> [Goal]:
Edit everything from the line containing "Target: boy in red sweater" down to the end of the listing, changing "red sweater" to "green sweater" and keeping all else the same.

> [Material for this task]:
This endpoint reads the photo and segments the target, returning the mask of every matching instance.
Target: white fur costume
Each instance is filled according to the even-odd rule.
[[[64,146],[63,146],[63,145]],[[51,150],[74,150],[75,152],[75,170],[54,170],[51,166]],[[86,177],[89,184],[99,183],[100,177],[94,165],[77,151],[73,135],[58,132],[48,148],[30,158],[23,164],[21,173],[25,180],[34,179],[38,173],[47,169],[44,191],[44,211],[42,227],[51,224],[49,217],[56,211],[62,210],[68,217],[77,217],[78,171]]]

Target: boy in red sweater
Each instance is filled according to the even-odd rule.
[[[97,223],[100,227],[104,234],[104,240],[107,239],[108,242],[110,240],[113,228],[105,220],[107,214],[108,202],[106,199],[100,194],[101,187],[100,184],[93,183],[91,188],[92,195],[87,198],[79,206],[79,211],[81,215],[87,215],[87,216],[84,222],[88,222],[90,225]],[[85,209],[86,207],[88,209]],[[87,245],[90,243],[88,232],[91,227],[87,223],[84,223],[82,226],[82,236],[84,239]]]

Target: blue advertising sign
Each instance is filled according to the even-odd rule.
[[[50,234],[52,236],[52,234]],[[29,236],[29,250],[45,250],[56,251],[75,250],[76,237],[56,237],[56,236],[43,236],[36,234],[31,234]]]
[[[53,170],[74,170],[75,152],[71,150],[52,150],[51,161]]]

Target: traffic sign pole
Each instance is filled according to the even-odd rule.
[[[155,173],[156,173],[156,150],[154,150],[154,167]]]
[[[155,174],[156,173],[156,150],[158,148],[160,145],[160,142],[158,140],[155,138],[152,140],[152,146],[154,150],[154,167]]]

> [Answer to this problem]:
Target: boy in green sweater
Each instance is filled according to the even-odd rule.
[[[97,223],[100,227],[104,234],[104,240],[107,239],[108,242],[110,240],[113,228],[105,220],[107,214],[108,202],[106,199],[100,194],[101,187],[100,184],[93,183],[91,188],[92,195],[87,198],[79,206],[79,211],[81,215],[87,215],[87,216],[84,222],[88,222],[90,225]],[[85,209],[86,207],[88,209]],[[87,245],[90,243],[88,232],[91,227],[87,223],[84,223],[82,226],[82,236],[84,239]]]

Target: blue advertising sign
Each instance is filled according to the even-odd rule.
[[[50,234],[52,236],[52,234]],[[29,236],[29,250],[45,250],[56,251],[75,250],[76,237],[56,237],[56,236],[43,236],[36,234],[31,234]]]
[[[53,170],[74,170],[75,152],[71,150],[52,150],[51,161]]]

Target: traffic sign pole
Each instance is filled according to the even-odd rule.
[[[155,173],[156,173],[156,150],[154,150],[154,167]]]
[[[155,174],[156,173],[156,150],[158,148],[160,145],[160,142],[158,140],[155,138],[152,140],[152,146],[154,150],[154,167]]]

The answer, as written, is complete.